Problems to work on
- 1) In the compiler evaluation text, translate this sentence into Spanish: "All operations, including memory accesses, take a fixed number of cycles."
- 2) Carry on the compiler evaluation text from its final line.

Quoted passage
Improved Vectorization of Masked Code: The reverse-if-conversion implemented in early is rather straight-forward: it un-masks each memory access separately. This fragments the code into many small basic-blocks, leading to poor SLP-vectorization and suboptimal loop-vectorization of interleavegroups. Multiple loads and stores that share a common mask are grouped and un-masked together in an improved version of reverse-if-conversion included in early-tuned.

# 4 Experimental Evaluation

Applying early-flattening to the scenarios of Section 2 confirms that it can achieve our main goal: this flow prevents deoptimizations while preserving regular accesses throughout the compilation process up to vectorization and Device-Loop formation, when applied to these scenarios.

Next we evaluate how a large testsuite consisting of a wide range of tests responds to the radically different flow of early-flattening. We use the full OpenCL benchmark suite of our compiler, without changes, which contains hundreds of Deep Learning and Computer Vision tests covering many computational kernels and few full applications. Many tests leave most of the optimization to the compiler, which helps evaluate how well optimization capabilities are preserved.

Performance is measured in number of cycles using a simulator modelling a realistic BE'ERI target, featuring wide VLIW and SIMD capabilities, with ZOL support, and regular masked loads and stores governed by a streaming address-generation unit, complemented with a gather-scatter unit. We measure the total number of cycles executed by each loop offloaded to the target. All operations, including memory accesses, take a fixed number of cycles. We measured and present the performance achieved by each of the three compilers described in Section 3: base, early and early-tuned. Note that the improvements added to early to produce early-tuned also apply to base but are ineffective there, due to its traditional and highly tuned flow.

Figure 7 shows the cycle-counts of *early* and *early-tuned*, both normalized to the cycle-count of *base*, where lower is



**Figure 7.** Impact of early CFG-flattening: *early* and *early-tuned* cycle counts are shown relative to *base*, lower is better. Gray bars are cut off at 1.8x, but reach up to 177x.



**Figure 8.** Impact of early CFG-flattening: bars are in number of cycles, in units of  $10^5$  and  $10^6$  cycles for the first and last three tests, respectively.

(Segmentation mask data)
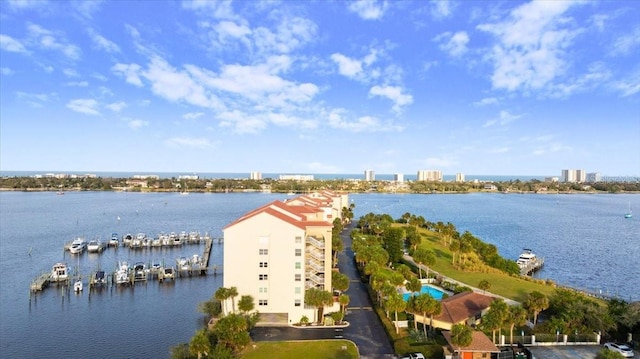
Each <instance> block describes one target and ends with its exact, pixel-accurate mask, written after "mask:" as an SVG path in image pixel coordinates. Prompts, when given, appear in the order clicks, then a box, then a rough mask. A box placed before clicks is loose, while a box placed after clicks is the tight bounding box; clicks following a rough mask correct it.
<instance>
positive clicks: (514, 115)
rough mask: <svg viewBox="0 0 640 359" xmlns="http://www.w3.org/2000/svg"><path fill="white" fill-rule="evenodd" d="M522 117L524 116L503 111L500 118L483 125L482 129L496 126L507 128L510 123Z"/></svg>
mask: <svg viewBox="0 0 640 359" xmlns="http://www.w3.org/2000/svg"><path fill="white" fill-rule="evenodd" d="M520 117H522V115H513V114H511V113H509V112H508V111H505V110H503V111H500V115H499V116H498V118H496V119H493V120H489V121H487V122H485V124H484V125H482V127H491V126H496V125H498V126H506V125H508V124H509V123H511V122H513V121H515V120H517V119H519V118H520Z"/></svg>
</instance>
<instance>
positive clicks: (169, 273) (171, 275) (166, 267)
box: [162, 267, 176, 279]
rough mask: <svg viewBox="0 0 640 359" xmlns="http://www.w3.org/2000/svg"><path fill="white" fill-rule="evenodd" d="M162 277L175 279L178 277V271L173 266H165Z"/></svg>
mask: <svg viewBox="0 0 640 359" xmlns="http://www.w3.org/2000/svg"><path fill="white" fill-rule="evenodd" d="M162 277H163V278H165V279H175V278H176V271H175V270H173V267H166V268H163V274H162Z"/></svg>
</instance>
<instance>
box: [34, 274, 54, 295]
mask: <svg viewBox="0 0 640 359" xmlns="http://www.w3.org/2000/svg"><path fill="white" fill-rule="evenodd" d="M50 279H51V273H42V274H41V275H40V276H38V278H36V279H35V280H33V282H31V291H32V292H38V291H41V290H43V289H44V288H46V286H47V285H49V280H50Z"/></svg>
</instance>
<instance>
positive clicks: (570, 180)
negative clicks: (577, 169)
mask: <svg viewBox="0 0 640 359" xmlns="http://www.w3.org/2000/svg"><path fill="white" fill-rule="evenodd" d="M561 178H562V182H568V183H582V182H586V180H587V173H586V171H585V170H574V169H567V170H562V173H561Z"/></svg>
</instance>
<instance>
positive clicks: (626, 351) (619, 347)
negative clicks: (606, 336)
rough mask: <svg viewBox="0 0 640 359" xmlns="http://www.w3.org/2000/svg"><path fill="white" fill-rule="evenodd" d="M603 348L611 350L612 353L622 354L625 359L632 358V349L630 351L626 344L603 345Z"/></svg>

Answers in order
- 1) Todas las operaciones, incluidos los accesos a memoria, tardan un número fijo de ciclos.

- 2)
better. The former reflects the effect of basic phase-reordering while the latter illustrates the relative performance of additional improvements.

Many tests of the benchmark were agnostic to changes in the compiler and are thus omitted. All tests that were affected are shown, filtering only repetitions of identical behavior, i.e., due to slight variations of the same basic test. The results are sorted according to the relative performance of *early-tuned*, from largest speedup on the left to largest slowdown on the right. Bars (of *early*) are cut-out at 80% degradation for brevity.

Figure 8 brings a "magnified view" for a few of the larger tests of Figure 7, comparing the same three compilers but

showing their absolute cycle-counts, for long running full applications that consist of a large loop or multiple loops: pointsTracker tracks movement of points between frames; rangeHisto is a utility that computes a histogram of ranges used for tone mapping, harrisSample and harris compute Harris Corner Detection, and NHWCQuantizeOpt and NHWCQuantize are two versions of a Deep-Learning test computing convolutional layer NHWC quantization — the former moves loads and stores manually whereas the latter leaves this optimization to the compiler. The performance of these tests is analyzed below along with all tests of Figure 7.

## 4.1 Overall Behavior

On average, *early-tuned* is on-par with and even better than *base* — reaching 9% performance improvement across all 87 affected tests. This required modest effort of about 6 personmonths, to implement improvements outlined in Section 3.3, eliminating an 8x average degradation of *early* compared to *base*. This demonstrates that while the initial impact of the new flow is significant, it suffices to address few key weaknesses to quickly close the gap with the regular flow.

Note that the overall performance improvement, while being an encouraging outcome, was not the primary goal of the *early* compilers; The primary goal was to demonstrate that the more robust measures employed by the *early* compilers do not incur a performance penalty despite the drastically different compilation-flow that these measures involve. This improved robustness manifested itself in both *early* and *early-tuned* successfully compiling 17 tests that *base* failed to compile. Most failures were due to excessive merging (§2.3) resulting in missed SROA opportunities and

loop-vectorized random gathers exceeding resources. The remaining couple of failures were due to control-flow blocking SLP vectorization, resulting in excessive register pressure. These pitfalls were avoided in the *early* compilers.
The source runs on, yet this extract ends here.